╭─ Dati esercizio

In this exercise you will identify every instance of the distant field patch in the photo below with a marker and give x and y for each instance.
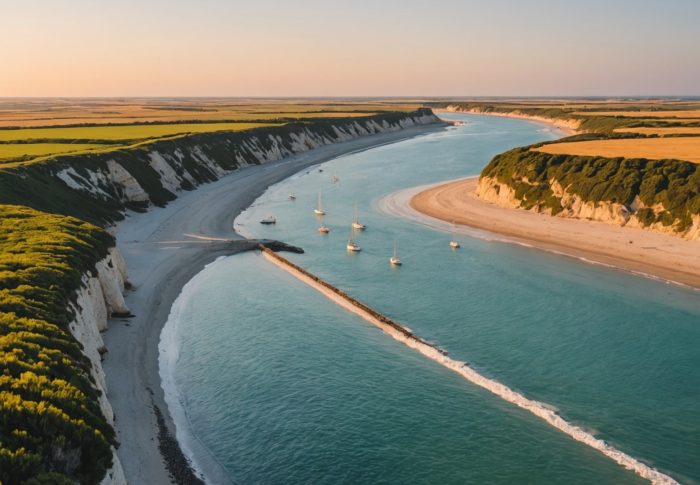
(127, 132)
(58, 112)
(643, 114)
(676, 130)
(10, 151)
(684, 148)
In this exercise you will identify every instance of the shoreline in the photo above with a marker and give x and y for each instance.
(636, 251)
(162, 256)
(405, 336)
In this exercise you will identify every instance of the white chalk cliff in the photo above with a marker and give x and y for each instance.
(491, 190)
(99, 297)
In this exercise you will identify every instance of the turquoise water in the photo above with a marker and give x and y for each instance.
(285, 387)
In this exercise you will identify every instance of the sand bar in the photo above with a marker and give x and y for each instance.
(665, 256)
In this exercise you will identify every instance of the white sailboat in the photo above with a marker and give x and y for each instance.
(352, 245)
(319, 207)
(454, 244)
(394, 260)
(356, 224)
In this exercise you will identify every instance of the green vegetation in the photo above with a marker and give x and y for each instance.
(671, 184)
(674, 184)
(51, 427)
(121, 132)
(25, 151)
(588, 122)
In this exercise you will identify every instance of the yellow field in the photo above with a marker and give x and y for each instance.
(10, 151)
(644, 114)
(57, 112)
(128, 132)
(684, 148)
(676, 130)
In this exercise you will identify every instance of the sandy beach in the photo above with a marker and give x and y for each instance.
(164, 248)
(668, 257)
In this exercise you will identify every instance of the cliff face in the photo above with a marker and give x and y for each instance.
(98, 187)
(99, 297)
(572, 125)
(572, 205)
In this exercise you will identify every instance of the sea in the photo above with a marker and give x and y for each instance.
(276, 384)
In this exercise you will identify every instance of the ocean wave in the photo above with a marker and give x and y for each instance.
(200, 457)
(544, 411)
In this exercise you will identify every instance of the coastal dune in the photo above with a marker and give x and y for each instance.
(630, 248)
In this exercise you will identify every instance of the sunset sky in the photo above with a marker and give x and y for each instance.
(349, 48)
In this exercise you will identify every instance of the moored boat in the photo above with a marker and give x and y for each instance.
(319, 207)
(352, 245)
(356, 224)
(394, 260)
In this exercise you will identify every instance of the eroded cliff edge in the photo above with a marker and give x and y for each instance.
(657, 195)
(99, 187)
(57, 359)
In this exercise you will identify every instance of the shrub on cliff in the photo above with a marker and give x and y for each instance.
(674, 184)
(51, 426)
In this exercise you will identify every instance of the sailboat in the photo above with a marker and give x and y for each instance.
(352, 246)
(356, 224)
(394, 260)
(453, 242)
(319, 207)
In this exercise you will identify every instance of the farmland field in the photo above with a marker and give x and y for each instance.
(58, 112)
(692, 113)
(123, 132)
(678, 148)
(662, 131)
(11, 151)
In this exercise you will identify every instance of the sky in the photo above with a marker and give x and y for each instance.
(306, 48)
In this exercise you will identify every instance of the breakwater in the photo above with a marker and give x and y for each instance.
(402, 334)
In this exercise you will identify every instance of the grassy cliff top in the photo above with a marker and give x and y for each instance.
(51, 427)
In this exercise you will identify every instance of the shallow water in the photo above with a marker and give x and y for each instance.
(283, 386)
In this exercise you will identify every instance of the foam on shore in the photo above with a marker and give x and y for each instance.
(196, 452)
(404, 335)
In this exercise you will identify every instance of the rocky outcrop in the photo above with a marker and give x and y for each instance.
(572, 205)
(154, 174)
(99, 297)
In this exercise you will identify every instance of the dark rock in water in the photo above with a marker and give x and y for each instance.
(176, 462)
(277, 246)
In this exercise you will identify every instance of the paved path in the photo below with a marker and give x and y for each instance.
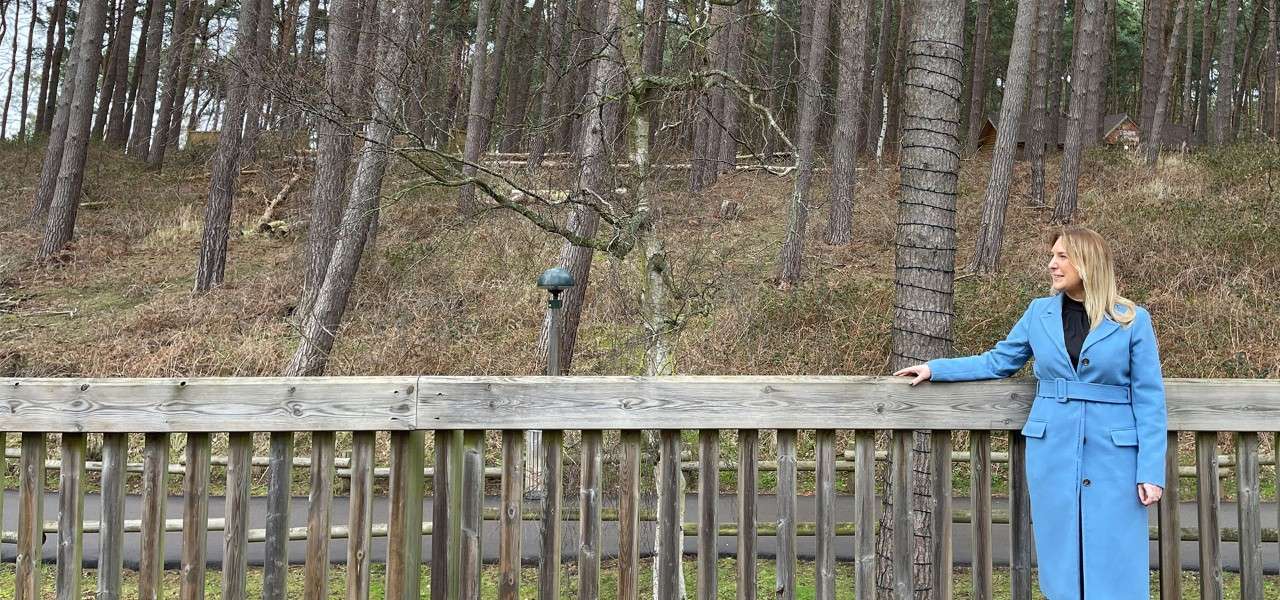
(767, 508)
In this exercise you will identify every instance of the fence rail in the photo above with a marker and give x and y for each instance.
(457, 411)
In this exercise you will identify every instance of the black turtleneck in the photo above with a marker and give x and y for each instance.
(1075, 326)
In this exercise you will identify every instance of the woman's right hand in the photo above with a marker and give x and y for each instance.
(920, 372)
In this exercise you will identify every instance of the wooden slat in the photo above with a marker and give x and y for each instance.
(864, 514)
(405, 518)
(155, 489)
(900, 494)
(315, 585)
(589, 518)
(979, 495)
(71, 517)
(236, 535)
(510, 525)
(360, 516)
(110, 562)
(275, 568)
(940, 456)
(195, 517)
(800, 402)
(824, 555)
(31, 517)
(1249, 514)
(1207, 499)
(708, 497)
(1020, 520)
(208, 404)
(440, 493)
(1170, 562)
(629, 520)
(471, 495)
(748, 489)
(785, 585)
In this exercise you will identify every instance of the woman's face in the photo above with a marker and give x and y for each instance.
(1064, 275)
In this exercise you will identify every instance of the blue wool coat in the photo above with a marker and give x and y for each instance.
(1093, 434)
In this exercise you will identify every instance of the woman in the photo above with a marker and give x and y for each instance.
(1096, 434)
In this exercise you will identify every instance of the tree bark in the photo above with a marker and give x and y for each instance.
(924, 260)
(320, 324)
(791, 257)
(1166, 82)
(333, 146)
(224, 172)
(978, 86)
(478, 122)
(1082, 62)
(1224, 101)
(844, 165)
(71, 173)
(991, 233)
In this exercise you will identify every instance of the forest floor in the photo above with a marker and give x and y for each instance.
(1196, 241)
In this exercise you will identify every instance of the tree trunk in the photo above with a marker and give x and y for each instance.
(1038, 108)
(791, 257)
(844, 165)
(478, 122)
(926, 242)
(991, 233)
(978, 86)
(1224, 101)
(320, 324)
(876, 108)
(333, 146)
(145, 102)
(224, 172)
(1083, 56)
(71, 173)
(592, 182)
(1166, 82)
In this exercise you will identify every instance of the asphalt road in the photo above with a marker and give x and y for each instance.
(767, 507)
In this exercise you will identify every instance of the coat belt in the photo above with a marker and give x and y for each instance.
(1065, 389)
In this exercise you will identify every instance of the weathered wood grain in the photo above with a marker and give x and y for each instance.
(405, 518)
(824, 554)
(1170, 562)
(155, 457)
(209, 404)
(71, 516)
(110, 540)
(319, 507)
(31, 511)
(800, 402)
(589, 517)
(510, 523)
(1207, 498)
(360, 516)
(195, 517)
(708, 497)
(979, 493)
(549, 525)
(629, 518)
(748, 490)
(236, 536)
(1249, 514)
(277, 550)
(864, 514)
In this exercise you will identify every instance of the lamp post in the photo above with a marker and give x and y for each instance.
(554, 280)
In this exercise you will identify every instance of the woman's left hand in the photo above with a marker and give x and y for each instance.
(1150, 494)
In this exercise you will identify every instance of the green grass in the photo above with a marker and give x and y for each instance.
(727, 584)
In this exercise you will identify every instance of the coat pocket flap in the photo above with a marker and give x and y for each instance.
(1124, 436)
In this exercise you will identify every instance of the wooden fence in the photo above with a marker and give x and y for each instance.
(458, 411)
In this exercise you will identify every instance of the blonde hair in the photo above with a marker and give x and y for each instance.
(1091, 257)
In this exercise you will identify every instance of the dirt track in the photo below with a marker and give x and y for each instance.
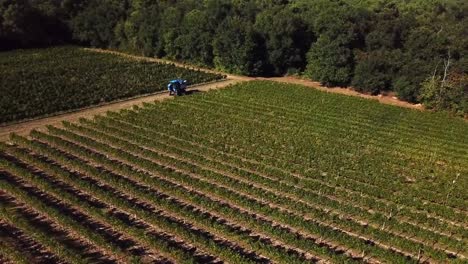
(24, 128)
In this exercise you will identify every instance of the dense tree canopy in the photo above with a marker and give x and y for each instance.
(373, 45)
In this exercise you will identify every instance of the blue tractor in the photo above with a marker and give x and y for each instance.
(177, 87)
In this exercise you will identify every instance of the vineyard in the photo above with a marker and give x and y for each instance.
(259, 172)
(42, 82)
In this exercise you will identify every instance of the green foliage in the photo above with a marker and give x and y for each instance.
(375, 71)
(247, 181)
(374, 45)
(96, 23)
(329, 62)
(237, 47)
(69, 78)
(286, 39)
(450, 94)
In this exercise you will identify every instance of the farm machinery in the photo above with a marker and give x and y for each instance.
(177, 87)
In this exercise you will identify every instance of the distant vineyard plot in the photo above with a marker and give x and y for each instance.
(259, 172)
(45, 81)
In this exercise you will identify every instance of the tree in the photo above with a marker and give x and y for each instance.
(286, 38)
(329, 62)
(330, 59)
(96, 23)
(446, 94)
(195, 39)
(375, 71)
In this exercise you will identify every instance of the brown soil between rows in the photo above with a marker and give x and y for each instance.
(299, 177)
(277, 207)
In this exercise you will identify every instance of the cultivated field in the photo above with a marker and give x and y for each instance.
(46, 81)
(255, 173)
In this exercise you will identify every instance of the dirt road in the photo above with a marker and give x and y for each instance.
(24, 128)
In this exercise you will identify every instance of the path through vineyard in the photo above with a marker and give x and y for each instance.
(23, 128)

╰─

*Dettagli esercizio*.
Riscrivi come lista JSON di stringhe le righe dei dati che partono da quella contenente "In this exercise you will identify every instance of the brown" e arrivano fino alla fine dei dati, entrambe comprese, con una stringa per ogni riga e senza righe vuote.

*Risposta esercizio*.
[
  "In this exercise you will identify every instance of the brown soil between rows in the photo above with a marker and give x and y for each instance.",
  "(299, 177)",
  "(277, 207)",
  "In this exercise you will identify every instance of the cultivated field in the photo above with a marker and give x and y for each instance.",
  "(46, 81)",
  "(255, 173)",
  "In this exercise you will identify every instance of the dirt road in the photo above with a marker and give x and y for each instance.",
  "(24, 128)",
  "In this exercise you will identify every instance of the path through vineyard in the photo above with a marker and give x and y for each instance.",
  "(23, 128)"
]